What you will do »
1 > In the forum thread about IncrementalPCA, what resolution are the watch images?
2 > Rewrite the part of the records that opens with the line containing "If you could mark the curved" and runs through the end of the records, switching "metal" to "wooden" and leaving everything else unchanged.

Text extract »
#####
Reputation: 5117
I work with python and about 4000 images of watches (examples: watch_1, watch_2). The images are rgb and their resolution is 450x450. My aim is to find the most similar watches among them. For this reason I am using IncrementalPCA
and partial_fit
of scikit_learn
to handle these big data with my 26GB RAM (see also: SO_Link_1, SO_Link_2). My source code is the following:
import cv2
import numpy as np
import os
from glob import glob
from sklearn.decomposition import IncrementalPCA
from sklearn import neighbors
from sklearn import preprocessing
data = []
# Read images from file #
for filename in glob('Watches/*.jpg'):
img = cv2.imread(filename)
height, width = img.shape[:2]
img = np.array(img)
# Check that all my images are of the same resolution
if height == 450 and width == 450:
# Reshape each image so that it is stored in one line
img = np.concatenate(img, axis=0)
img = np.concatenate(img, axis=0)
data.append(img)
# Normalise data #
data = np.array(data)
Norm = preprocessing.Normalizer()
Norm.fit(data)
data = Norm.transform(data)
# IncrementalPCA model #
ipca = IncrementalPCA(n_components=6)
length = len(data)
chunk_size = 4
pca_data = np.zeros(shape=(length, ipca.n_components))
for i in range(0, length // chunk_size):
ipca.partial_fit(data[i*chunk_size : (i+1)*chunk_size])
pca_data[i * chunk_size: (i + 1) * chunk_size] = ipca.transform(data[i*chunk_size : (i+1)*chunk_size])
# K-Nearest neighbours #
knn = neighbors.NearestNeighbors(n_neighbors=4, algorithm='ball_tree', metric='minkowski').fit(data)
distances, indices = knn.kneighbors(data)
print(indices)
However when I run this program for start with 40 images of watches I get the following error when i = 1
:
ValueError: Number of input features has changed from 4 to 6 between calls to partial_fit! Try setting n_components to a fixed value.
However, it is obvious that I set n_components
to 6 when coding ipca = IncrementalPCA(n_components=6)
but for some reason ipca
considers chunk_size = 4
as the number of components when i = 0
and then when i = 1
changes to 6.
Why is this happening?
How can I fix it?
Upvotes: 1
Views: 1186
Reputation: 33532
This seems to follow the math behind PCA as it will be ill-conditioned for n_components > n_samples
.
You might be interested in reading this (introduction of error-message) and some discussion behind it.
Try to increase the batch-size / chunk-size (or lowering n_components).
(In general i'm also somewhat sceptic about this approach. I hope you tested it on some small example-dataset using batch-PCA. It does not seem your watches are preprocessed in regards to geometry: cropping; maybe hist-/color-normalization.)
Upvotes: 2
#####
Records held in a dataset
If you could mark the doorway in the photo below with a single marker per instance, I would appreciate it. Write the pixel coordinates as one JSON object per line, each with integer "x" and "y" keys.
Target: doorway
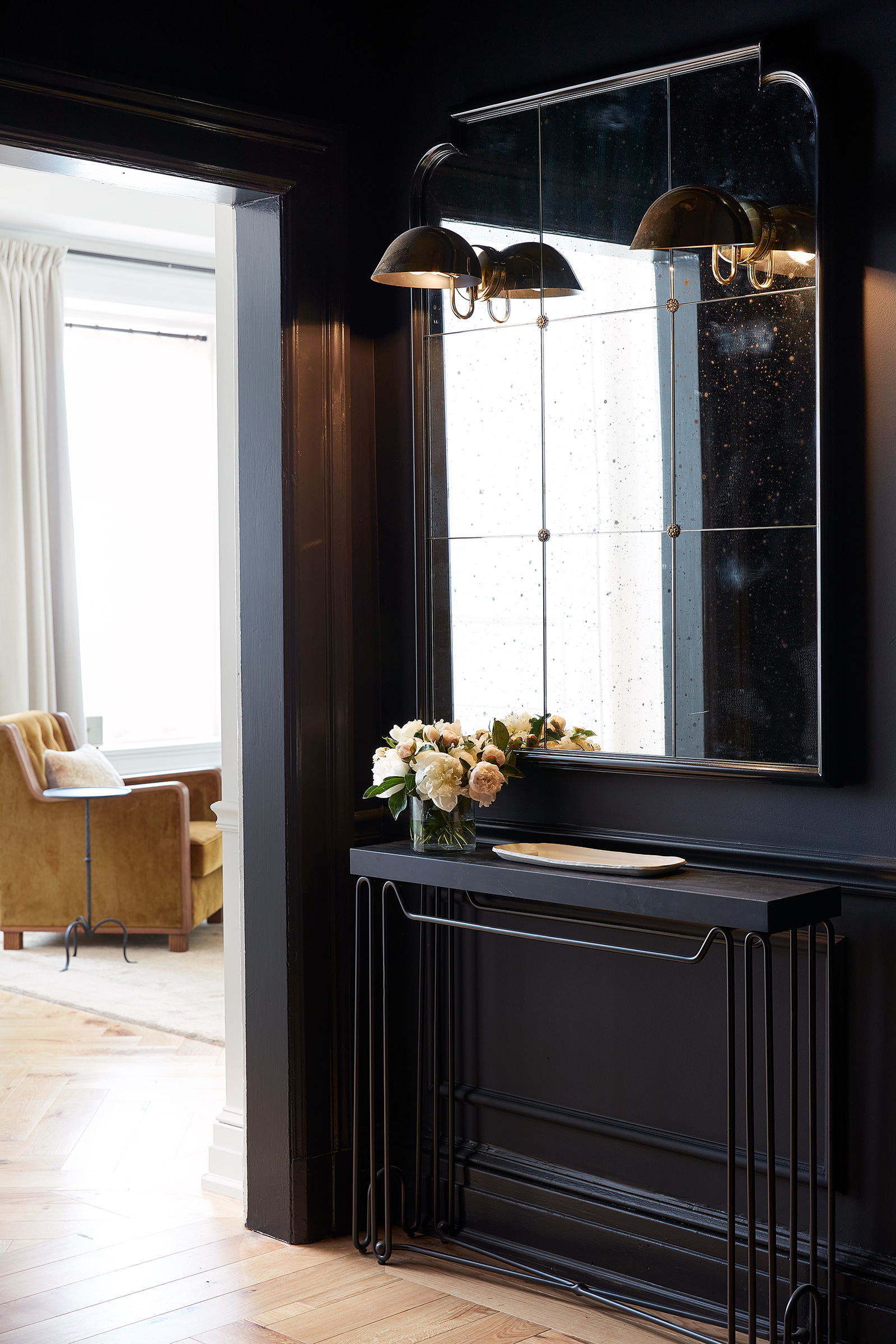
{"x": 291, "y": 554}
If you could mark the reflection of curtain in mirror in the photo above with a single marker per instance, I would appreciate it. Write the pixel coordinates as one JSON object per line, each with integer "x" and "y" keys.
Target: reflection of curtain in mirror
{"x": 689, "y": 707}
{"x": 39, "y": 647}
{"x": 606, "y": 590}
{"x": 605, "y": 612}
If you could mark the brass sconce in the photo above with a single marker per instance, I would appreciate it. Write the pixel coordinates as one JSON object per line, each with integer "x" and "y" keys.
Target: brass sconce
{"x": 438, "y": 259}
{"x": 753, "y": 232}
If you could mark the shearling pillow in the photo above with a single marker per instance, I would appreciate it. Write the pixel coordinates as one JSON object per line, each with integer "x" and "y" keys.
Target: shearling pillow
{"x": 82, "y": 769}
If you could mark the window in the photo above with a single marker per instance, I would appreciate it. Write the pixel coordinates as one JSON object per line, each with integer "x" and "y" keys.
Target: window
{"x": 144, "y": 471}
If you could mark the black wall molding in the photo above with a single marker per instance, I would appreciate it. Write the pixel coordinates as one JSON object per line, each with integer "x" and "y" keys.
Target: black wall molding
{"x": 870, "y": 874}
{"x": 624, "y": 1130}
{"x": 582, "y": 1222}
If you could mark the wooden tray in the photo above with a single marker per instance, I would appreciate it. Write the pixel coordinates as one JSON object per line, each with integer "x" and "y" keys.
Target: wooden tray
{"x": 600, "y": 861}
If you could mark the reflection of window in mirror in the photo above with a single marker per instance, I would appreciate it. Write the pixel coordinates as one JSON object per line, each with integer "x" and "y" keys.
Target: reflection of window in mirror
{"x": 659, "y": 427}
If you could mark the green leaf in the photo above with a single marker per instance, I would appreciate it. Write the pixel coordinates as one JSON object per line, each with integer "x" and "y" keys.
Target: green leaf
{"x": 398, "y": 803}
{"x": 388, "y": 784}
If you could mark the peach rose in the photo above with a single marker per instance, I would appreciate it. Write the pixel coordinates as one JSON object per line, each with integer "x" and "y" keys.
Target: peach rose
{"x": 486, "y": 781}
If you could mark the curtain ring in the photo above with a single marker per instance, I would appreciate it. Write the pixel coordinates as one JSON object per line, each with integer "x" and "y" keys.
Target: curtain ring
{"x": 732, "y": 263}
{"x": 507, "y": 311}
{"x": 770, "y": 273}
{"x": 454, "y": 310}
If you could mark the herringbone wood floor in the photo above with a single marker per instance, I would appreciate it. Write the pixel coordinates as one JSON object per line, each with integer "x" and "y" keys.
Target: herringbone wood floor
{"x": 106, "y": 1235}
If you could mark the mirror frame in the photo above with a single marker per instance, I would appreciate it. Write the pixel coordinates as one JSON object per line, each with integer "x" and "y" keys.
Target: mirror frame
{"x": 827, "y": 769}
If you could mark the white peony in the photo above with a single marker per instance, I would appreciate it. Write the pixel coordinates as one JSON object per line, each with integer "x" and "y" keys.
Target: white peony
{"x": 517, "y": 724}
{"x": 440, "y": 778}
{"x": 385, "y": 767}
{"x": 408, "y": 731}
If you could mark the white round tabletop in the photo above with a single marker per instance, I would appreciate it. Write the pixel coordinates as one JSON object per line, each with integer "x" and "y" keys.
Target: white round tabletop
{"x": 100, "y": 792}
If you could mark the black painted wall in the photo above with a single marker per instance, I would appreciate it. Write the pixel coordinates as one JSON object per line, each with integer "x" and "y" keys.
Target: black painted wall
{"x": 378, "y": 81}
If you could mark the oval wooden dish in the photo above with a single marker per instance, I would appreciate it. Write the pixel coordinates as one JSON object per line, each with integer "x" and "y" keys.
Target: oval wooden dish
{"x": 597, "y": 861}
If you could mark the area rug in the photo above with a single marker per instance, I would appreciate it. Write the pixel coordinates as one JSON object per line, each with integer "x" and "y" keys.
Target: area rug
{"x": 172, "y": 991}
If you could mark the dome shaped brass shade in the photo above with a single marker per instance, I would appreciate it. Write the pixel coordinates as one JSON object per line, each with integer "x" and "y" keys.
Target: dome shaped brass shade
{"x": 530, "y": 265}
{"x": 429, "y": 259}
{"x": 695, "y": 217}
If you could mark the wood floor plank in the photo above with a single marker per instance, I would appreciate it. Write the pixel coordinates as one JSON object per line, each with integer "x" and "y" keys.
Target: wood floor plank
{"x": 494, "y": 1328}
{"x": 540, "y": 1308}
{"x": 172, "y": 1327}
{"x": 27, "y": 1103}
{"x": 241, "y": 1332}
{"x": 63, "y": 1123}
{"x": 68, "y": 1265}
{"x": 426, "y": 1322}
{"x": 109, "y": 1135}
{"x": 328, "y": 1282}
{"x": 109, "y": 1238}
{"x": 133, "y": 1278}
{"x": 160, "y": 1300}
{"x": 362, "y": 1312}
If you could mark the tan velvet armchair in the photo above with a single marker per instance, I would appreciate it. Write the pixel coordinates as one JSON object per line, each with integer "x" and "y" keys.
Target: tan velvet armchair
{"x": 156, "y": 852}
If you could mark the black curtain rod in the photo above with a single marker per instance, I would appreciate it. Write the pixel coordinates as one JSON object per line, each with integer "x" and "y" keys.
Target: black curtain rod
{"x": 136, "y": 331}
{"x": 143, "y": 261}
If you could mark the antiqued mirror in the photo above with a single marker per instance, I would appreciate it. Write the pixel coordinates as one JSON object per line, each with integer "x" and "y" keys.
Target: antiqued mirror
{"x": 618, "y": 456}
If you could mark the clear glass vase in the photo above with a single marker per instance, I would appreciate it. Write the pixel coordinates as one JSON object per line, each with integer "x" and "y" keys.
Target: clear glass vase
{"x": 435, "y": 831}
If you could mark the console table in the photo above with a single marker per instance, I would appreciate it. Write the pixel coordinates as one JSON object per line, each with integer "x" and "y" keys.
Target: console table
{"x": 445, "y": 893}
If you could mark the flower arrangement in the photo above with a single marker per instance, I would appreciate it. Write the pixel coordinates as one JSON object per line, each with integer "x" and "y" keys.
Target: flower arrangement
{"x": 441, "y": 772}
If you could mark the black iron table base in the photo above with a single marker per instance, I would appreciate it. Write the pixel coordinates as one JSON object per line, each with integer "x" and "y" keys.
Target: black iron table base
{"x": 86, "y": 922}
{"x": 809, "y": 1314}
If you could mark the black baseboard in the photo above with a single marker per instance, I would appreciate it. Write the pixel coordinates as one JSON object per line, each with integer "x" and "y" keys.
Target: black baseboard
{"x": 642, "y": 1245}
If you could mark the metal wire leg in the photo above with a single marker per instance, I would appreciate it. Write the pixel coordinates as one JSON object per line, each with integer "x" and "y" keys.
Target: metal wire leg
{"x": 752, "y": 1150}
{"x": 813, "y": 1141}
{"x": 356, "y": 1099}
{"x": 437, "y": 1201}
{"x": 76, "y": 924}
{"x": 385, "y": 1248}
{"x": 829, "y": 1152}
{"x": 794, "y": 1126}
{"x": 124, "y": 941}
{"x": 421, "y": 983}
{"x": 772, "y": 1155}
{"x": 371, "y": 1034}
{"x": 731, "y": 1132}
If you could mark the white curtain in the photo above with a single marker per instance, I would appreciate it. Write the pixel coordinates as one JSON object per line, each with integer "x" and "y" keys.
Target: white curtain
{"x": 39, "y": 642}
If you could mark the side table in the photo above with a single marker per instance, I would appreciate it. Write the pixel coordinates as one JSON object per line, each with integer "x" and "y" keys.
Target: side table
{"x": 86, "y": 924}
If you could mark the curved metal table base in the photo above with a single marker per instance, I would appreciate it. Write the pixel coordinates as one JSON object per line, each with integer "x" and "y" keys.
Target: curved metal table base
#####
Exercise answers »
1 > 450x450

2 >
If you could mark the curved wooden table base in the photo above with a single marker per instance, I would appreciate it. Write the pixel coordinates as one JSON object per line, each with integer "x" and "y" keys.
Target: curved wooden table base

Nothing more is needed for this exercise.